Recorded data:
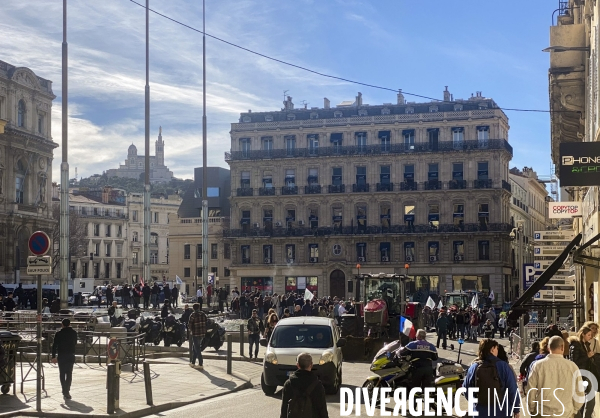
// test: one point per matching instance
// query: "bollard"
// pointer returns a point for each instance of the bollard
(147, 382)
(229, 353)
(242, 340)
(110, 388)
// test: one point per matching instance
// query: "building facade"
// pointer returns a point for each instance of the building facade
(135, 164)
(317, 191)
(160, 211)
(185, 232)
(26, 153)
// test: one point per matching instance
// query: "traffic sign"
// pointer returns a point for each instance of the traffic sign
(112, 348)
(39, 243)
(39, 261)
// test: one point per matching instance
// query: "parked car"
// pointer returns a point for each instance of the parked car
(317, 336)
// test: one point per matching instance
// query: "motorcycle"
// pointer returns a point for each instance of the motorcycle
(173, 331)
(215, 336)
(394, 370)
(152, 327)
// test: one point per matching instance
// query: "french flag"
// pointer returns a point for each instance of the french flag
(407, 328)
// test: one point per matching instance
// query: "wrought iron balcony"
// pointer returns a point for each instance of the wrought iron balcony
(408, 185)
(266, 191)
(359, 188)
(375, 149)
(337, 188)
(457, 184)
(433, 185)
(369, 230)
(385, 187)
(482, 184)
(312, 189)
(288, 190)
(245, 191)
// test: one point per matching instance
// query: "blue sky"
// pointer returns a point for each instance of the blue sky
(420, 47)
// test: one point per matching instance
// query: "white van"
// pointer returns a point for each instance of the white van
(317, 336)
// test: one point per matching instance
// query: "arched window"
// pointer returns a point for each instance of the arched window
(21, 113)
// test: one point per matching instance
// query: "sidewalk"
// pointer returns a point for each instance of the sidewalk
(174, 384)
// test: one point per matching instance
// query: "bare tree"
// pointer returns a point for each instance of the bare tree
(78, 239)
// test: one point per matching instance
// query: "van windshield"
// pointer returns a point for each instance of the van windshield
(302, 336)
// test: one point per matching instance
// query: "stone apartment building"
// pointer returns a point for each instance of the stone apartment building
(317, 191)
(161, 209)
(26, 153)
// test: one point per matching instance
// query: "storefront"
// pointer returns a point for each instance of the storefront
(301, 283)
(262, 284)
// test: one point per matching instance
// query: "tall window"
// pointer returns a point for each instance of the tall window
(409, 139)
(245, 146)
(484, 215)
(361, 141)
(459, 214)
(313, 144)
(290, 144)
(384, 141)
(409, 252)
(458, 138)
(484, 250)
(361, 218)
(267, 254)
(434, 215)
(22, 109)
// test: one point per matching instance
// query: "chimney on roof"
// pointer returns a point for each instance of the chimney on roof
(288, 105)
(401, 97)
(446, 95)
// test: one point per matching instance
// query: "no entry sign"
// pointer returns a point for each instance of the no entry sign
(39, 243)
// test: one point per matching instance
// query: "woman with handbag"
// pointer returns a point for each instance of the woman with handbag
(581, 354)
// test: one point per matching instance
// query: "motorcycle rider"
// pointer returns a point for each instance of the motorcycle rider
(423, 354)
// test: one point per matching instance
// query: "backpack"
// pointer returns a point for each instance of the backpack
(488, 382)
(300, 406)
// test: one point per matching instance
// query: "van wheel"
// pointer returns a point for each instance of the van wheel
(268, 390)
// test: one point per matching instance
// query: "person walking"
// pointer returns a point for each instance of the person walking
(255, 328)
(197, 330)
(557, 373)
(441, 326)
(302, 390)
(64, 344)
(493, 377)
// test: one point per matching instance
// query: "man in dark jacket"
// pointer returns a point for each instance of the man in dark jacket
(302, 381)
(65, 341)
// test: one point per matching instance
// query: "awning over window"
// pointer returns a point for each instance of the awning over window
(336, 137)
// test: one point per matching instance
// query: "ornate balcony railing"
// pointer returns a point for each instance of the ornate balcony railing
(312, 189)
(360, 188)
(289, 190)
(482, 184)
(375, 149)
(245, 191)
(266, 191)
(339, 188)
(370, 230)
(385, 187)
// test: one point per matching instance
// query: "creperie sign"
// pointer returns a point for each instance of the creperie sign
(559, 210)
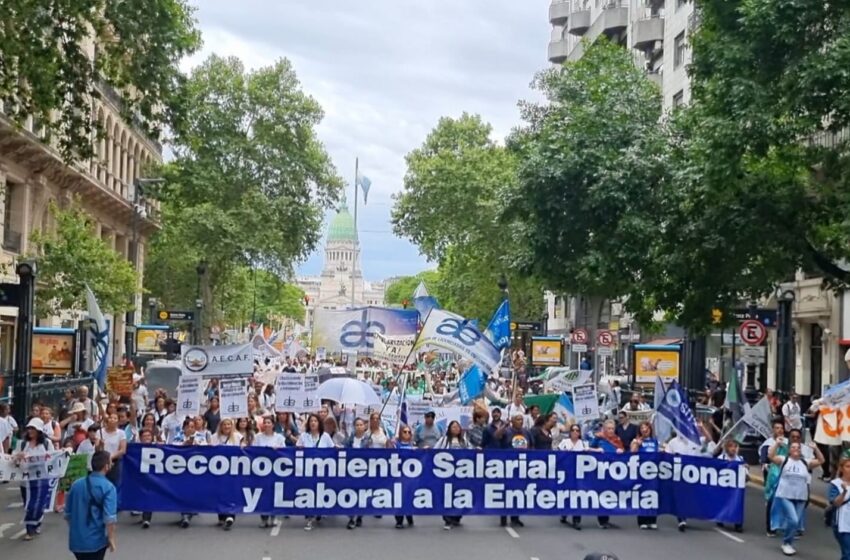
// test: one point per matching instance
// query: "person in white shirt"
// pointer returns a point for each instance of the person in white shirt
(228, 436)
(314, 437)
(268, 438)
(792, 413)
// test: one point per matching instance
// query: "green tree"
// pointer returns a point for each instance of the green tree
(589, 200)
(250, 181)
(48, 69)
(450, 207)
(69, 257)
(403, 288)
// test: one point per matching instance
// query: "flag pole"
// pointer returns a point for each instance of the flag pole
(356, 238)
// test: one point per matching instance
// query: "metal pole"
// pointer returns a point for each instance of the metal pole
(356, 238)
(23, 342)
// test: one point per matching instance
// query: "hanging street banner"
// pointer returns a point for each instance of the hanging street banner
(290, 481)
(189, 395)
(586, 402)
(349, 331)
(392, 349)
(52, 464)
(233, 398)
(454, 333)
(296, 393)
(217, 360)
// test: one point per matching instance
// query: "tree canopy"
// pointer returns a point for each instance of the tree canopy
(71, 256)
(47, 70)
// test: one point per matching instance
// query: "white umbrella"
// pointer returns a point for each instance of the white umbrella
(346, 390)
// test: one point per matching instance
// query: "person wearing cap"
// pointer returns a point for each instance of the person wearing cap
(37, 491)
(428, 433)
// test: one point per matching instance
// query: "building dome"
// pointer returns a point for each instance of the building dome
(341, 228)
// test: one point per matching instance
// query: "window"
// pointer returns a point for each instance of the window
(679, 50)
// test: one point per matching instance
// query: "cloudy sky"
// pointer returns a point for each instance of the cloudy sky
(385, 71)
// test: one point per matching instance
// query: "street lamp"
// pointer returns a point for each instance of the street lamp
(784, 337)
(139, 183)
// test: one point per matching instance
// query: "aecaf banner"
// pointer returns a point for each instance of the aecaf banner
(428, 482)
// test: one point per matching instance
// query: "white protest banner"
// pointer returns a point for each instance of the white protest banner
(392, 349)
(586, 402)
(189, 395)
(638, 417)
(217, 360)
(233, 398)
(297, 393)
(758, 418)
(34, 467)
(563, 379)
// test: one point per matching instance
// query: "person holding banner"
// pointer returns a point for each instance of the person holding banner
(645, 442)
(573, 443)
(36, 491)
(792, 490)
(314, 437)
(227, 435)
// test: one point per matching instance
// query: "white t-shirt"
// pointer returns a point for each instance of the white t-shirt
(307, 440)
(570, 445)
(112, 441)
(794, 480)
(275, 440)
(235, 439)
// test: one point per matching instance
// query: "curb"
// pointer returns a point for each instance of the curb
(817, 500)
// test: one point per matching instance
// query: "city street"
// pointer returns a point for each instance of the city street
(478, 539)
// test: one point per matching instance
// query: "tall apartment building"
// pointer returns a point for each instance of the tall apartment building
(656, 31)
(32, 175)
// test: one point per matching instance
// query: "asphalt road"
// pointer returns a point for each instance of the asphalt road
(479, 538)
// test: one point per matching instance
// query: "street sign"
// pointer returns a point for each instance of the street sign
(166, 315)
(752, 332)
(579, 336)
(605, 338)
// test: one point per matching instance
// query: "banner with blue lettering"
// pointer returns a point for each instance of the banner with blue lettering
(353, 330)
(428, 482)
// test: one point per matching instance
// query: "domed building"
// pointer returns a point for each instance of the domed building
(341, 284)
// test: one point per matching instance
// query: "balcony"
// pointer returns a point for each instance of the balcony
(579, 22)
(646, 32)
(12, 241)
(559, 12)
(558, 51)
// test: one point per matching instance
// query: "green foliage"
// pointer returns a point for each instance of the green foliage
(46, 65)
(403, 288)
(450, 207)
(250, 181)
(591, 179)
(70, 257)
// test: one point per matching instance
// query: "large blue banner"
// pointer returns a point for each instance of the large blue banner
(433, 482)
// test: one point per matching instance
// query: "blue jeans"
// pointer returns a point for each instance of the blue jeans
(844, 542)
(789, 512)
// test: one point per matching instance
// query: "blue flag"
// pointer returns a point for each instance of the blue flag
(471, 384)
(499, 329)
(676, 409)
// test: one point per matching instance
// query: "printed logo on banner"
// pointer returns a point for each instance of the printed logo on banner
(196, 359)
(361, 332)
(459, 329)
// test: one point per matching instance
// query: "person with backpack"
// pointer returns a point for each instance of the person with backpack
(92, 512)
(837, 515)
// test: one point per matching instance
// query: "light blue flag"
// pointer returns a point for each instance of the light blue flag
(364, 183)
(676, 409)
(471, 385)
(499, 329)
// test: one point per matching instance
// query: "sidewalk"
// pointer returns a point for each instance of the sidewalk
(819, 487)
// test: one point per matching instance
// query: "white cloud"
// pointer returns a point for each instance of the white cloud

EXERCISE BRIEF: Word for word, restate the lines from the one holding "the person with backpack" to the last line of the records.

ANSWER TO THIS TASK:
// pointer returns a point for each instance of the person with backpack
(92, 512)
(837, 515)
// test: one point per matching instance
// query: "light blue flag"
// pointer returns a point for each instance of the light blue flag
(364, 183)
(676, 409)
(471, 385)
(499, 329)
// test: one point per matching instance
// query: "sidewalk"
// pointer returns a point for each instance of the sidewalk
(819, 487)
// test: one point per matching instance
// query: "white cloud"
// pointer returns a point for each instance of the white cloud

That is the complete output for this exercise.